— Data lines —

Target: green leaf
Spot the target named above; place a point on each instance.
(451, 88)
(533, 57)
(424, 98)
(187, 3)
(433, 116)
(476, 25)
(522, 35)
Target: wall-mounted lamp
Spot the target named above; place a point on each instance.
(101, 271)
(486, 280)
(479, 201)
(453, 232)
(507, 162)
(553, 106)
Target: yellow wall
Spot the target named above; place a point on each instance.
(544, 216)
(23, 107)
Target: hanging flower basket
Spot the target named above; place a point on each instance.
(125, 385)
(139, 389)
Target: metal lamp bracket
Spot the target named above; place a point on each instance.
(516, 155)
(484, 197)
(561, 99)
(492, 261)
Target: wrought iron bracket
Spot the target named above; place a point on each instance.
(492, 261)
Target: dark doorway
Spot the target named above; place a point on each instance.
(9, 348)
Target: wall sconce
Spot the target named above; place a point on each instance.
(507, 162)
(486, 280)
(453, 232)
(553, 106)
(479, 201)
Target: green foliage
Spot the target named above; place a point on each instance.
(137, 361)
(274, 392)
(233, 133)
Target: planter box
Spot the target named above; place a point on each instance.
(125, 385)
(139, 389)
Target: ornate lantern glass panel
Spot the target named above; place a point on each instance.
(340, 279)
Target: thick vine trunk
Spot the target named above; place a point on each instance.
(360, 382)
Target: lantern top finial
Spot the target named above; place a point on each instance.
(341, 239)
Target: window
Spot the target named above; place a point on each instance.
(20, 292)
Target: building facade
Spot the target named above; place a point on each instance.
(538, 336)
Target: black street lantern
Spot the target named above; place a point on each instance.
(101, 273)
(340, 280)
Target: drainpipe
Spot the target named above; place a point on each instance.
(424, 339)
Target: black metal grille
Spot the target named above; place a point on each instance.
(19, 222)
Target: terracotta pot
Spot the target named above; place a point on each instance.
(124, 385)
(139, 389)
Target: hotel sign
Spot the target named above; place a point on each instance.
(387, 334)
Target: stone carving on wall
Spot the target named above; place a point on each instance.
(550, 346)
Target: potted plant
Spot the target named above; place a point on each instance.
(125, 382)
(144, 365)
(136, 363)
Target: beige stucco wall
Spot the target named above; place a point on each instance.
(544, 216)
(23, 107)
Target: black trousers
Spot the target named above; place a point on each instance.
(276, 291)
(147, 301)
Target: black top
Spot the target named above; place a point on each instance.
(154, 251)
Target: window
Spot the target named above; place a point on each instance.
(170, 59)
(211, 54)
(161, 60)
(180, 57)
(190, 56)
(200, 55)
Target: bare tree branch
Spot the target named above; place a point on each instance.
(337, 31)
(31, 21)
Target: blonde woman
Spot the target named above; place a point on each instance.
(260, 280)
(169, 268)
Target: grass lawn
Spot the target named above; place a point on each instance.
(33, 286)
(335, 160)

...

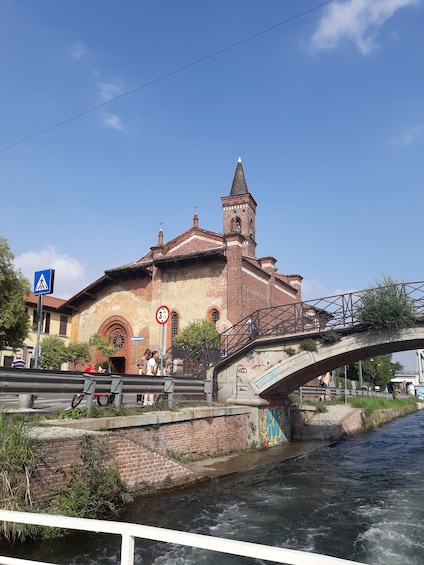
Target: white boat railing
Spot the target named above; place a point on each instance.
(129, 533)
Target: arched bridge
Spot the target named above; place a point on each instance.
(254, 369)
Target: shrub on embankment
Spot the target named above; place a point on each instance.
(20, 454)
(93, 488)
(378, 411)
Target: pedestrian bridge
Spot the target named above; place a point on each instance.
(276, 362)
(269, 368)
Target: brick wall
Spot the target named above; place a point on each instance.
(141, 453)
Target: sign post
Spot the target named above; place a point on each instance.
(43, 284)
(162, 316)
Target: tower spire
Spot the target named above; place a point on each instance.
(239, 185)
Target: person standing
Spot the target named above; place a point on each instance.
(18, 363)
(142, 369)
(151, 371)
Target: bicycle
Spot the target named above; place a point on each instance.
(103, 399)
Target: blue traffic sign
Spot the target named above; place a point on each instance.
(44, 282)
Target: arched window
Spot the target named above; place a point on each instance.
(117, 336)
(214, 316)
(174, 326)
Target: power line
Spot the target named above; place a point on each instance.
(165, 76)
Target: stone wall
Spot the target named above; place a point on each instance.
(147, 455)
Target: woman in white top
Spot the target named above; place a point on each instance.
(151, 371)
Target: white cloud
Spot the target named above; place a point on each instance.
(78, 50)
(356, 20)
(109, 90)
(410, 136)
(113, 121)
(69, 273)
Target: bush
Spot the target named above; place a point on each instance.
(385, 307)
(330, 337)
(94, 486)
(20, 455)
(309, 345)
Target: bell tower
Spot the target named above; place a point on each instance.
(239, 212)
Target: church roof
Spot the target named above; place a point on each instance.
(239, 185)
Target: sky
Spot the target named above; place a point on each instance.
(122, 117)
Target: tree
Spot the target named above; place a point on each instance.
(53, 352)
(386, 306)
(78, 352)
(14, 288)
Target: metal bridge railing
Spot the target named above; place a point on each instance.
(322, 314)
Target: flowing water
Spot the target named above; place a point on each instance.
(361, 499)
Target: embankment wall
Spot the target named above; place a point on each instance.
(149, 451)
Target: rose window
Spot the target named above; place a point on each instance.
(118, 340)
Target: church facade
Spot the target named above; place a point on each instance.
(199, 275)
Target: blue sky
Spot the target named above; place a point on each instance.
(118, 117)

— Goal of the exercise —
Gather every line above that contains the word "white" and copy each such line in full.

— Solution —
Target: white boat railing
Target: woman in white top
Target: white cloud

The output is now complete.